**YOUR INSTRUCTIONS:**
Omitting the pictures, print every line below exactly as it stands.

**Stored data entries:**

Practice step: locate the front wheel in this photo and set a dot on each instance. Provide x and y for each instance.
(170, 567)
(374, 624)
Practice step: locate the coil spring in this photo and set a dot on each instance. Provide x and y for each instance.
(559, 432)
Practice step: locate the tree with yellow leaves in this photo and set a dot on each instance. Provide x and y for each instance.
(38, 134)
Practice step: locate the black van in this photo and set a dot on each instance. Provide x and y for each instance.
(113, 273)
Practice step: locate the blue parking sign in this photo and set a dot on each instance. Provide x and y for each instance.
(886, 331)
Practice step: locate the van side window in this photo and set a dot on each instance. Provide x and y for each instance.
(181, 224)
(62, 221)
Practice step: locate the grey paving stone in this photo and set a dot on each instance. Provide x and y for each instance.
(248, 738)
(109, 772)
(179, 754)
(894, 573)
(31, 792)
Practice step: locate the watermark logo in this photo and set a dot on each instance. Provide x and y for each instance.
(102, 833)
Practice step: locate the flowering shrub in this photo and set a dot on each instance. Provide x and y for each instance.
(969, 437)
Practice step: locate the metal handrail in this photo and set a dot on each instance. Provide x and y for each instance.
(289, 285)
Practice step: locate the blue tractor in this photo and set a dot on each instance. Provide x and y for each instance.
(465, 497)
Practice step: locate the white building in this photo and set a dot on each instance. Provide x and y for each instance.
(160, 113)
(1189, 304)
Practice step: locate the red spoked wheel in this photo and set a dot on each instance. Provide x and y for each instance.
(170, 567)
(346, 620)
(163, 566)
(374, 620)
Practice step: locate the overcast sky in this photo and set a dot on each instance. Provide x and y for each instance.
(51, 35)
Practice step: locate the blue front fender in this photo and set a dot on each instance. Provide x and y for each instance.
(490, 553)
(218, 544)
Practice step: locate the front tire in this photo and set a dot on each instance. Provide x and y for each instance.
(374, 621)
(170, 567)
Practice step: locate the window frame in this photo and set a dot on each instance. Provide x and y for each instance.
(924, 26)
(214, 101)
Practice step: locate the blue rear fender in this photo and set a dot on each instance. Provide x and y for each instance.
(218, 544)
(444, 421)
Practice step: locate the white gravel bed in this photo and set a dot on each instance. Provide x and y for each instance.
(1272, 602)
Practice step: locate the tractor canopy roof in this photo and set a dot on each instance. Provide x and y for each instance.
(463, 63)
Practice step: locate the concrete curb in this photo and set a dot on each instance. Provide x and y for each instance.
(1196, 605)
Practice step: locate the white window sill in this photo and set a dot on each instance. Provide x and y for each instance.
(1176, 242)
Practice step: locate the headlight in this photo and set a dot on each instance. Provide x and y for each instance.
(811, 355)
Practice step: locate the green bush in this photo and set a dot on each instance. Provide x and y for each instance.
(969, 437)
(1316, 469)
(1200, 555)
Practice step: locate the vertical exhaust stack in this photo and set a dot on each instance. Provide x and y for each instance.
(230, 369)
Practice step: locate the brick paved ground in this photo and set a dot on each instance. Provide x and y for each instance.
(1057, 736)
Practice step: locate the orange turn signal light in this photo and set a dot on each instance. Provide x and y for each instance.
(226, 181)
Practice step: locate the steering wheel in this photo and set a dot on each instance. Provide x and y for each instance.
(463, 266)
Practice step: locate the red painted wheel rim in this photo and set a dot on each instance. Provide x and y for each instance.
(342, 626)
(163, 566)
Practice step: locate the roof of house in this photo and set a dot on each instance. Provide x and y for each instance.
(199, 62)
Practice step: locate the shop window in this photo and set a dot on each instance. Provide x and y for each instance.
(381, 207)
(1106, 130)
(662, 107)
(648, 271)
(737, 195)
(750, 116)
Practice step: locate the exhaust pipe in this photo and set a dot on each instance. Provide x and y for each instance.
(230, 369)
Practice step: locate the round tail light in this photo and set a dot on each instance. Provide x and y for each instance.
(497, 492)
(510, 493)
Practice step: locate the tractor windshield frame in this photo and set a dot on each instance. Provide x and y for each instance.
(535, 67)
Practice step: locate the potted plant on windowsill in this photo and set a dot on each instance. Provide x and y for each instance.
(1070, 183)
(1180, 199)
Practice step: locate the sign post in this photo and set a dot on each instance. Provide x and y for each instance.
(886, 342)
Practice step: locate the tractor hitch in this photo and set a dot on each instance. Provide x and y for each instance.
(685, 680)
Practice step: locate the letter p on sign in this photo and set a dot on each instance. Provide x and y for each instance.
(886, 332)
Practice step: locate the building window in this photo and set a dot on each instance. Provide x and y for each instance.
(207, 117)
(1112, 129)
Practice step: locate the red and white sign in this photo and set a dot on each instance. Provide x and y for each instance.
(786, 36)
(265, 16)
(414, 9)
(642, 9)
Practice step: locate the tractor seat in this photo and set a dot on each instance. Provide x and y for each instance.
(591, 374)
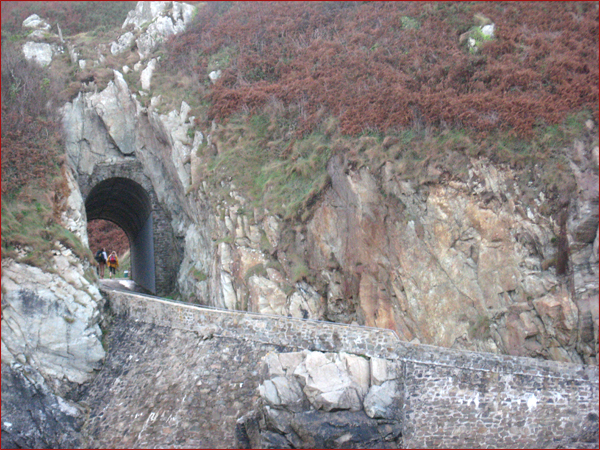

**REPLY:**
Practice step: locate the front wheel in this photo and set a dot on each instance. Provide x and y for each instance.
(170, 567)
(374, 624)
Practice step: locate the coil spring in this photo and set a dot on each instance. Provide x and y for each instance.
(559, 432)
Practice step: locate the tree with yellow leaves in this photo and set a dot on each instance. Provide x and y for each instance.
(38, 134)
Practice step: locate the black van in this photo and set a dot on each instance. Provide x and y for each instance.
(113, 273)
Practice step: locate the blue parking sign in this photo and set a dot on each instance. Provide x and y for each instance.
(886, 331)
Practice step: locate the van side window in this photo and set a dot on each instance. Provide x and y for each instance.
(181, 224)
(62, 221)
Practice step: locate the grey paving stone in this photo and set a dot on each instance. Provide x and y for each instance.
(248, 738)
(109, 772)
(179, 754)
(894, 573)
(31, 792)
Practice step: locate the watermark logo in this photo and set a dot on each instance. Provide x and y for each instance.
(102, 833)
Practice step: locate the flowering shrub in this photo and set a dot on each instance. Provide x and y for each instance.
(969, 437)
Practice step: locate the metal handrail in this photo and set a dot on each instance. Provide x and y for each instance.
(289, 285)
Practice step: locate the blue tractor in this photo and set a dot on each instance. Provide x and y for each instance.
(465, 497)
Practice step: locate the white building in this photo and set a dot on each instance. Provide x and y for each instance.
(160, 113)
(1189, 304)
Practice step: locate the red spoked wheel in this photo and set a dot on each instance. Provide x and y for each instance.
(170, 567)
(346, 620)
(163, 566)
(374, 620)
Practice step: locate the overcast sky in this photo and set a dot on each instance. Provide x and y for each instance.
(51, 35)
Practice step: locate the blue front fender in this photo and set a dot on each instance. Provide x and y for each instance.
(490, 553)
(218, 544)
Practice step: locate the front tire in this photo and set a dot on each instance. Provide x and y for each instance.
(374, 621)
(170, 567)
Practice step: locate the window frame in this photo and set a dot on each instance. Provide x and y for each instance.
(924, 26)
(214, 101)
Practice step: locate the blue rear fender in this photo and set a dot on each instance. Provide x and y for each instance.
(218, 544)
(444, 421)
Practice step: locate the white gravel bed in this photo and set a dot on each instance. Provide x and y for each instance.
(1272, 602)
Practice step: locate the tractor canopy roof in this photo and set a dot on each instance. Provide x and y for each instance.
(463, 63)
Practice step: locate the concrete curb in this photo and set a dot on each instance. Provide x and y for each instance.
(1196, 605)
Practice step: locate the white window sill in this photo and set a dot on each instance. Provide x and y for each instance.
(1176, 242)
Practice step: locate the headlight in this photo and set a dot on each instance. Provide x and y for each instance.
(811, 355)
Practice step: locate the green bush in this photo and set a dot on each instance. Provide x and y for each instance.
(969, 437)
(1316, 469)
(1200, 555)
Practice step: locate the vertical exhaust stack in this photo and set a dot on each instance. Provide x and y for each instance.
(230, 369)
Practice step: locate the brick paved ground in this photo and set a dot on each instance. Provide x and y for each instance.
(1057, 736)
Practice step: locate the orange turn signal light in this photo and set a dot on each instance. Provide x and y for each instance.
(226, 181)
Practice step: locate the steering wheel in this photo and set a dot on each instance. Provide x and y for each instance.
(463, 266)
Practice step: locate the red painted wheel rim in this photo and set a dot on each instance. Provide x and y for each instance.
(342, 626)
(163, 566)
Practice step: locate the roof of house in this photo and set a dot on each instance. Provide x and y for each instance.
(199, 62)
Practice step: locate the shop window in this photo and set a dot on each instance. Provide x and y for each instance.
(381, 207)
(1106, 130)
(662, 107)
(648, 271)
(737, 195)
(750, 116)
Practice step: locate the exhaust pipe in this photo and set a dot on each instance. Provide x and y for each instance.
(230, 369)
Practice step: locate the round tail light in this photo and set a dot on each instance. Provide x and y for each instance.
(497, 492)
(510, 493)
Practice step: locate the tractor windshield frame in this photo and set a dot on each instance. Provide x and y for each instance.
(535, 67)
Practice step: locate the potted plant on windowsill in this photo and set a dot on each instance. Provide x and y for each instance.
(1070, 183)
(1180, 199)
Practice step: locate the sign post in this photo and set a dot on each instance. Provide x and y for each instance.
(886, 342)
Practice step: locate the tractor hitch in this photo and set a dot on each instance. Provide x and y for each instance.
(685, 680)
Practice step: locate the letter p on sign in this photo and set a dot on each instance. Provide x and y for each instance.
(886, 332)
Practice step: locate the building window in this photo and set a dot on each instance. Provide x and y for each instance.
(207, 117)
(1112, 129)
Practice step: locate the red and white sign in this photo and set a dot on each instance. Provide x and y for each instance.
(786, 36)
(265, 16)
(414, 9)
(642, 9)
Practice step: locate the tractor seat in this photo and set a dot on each instance. Provide x and y for each instance.
(591, 374)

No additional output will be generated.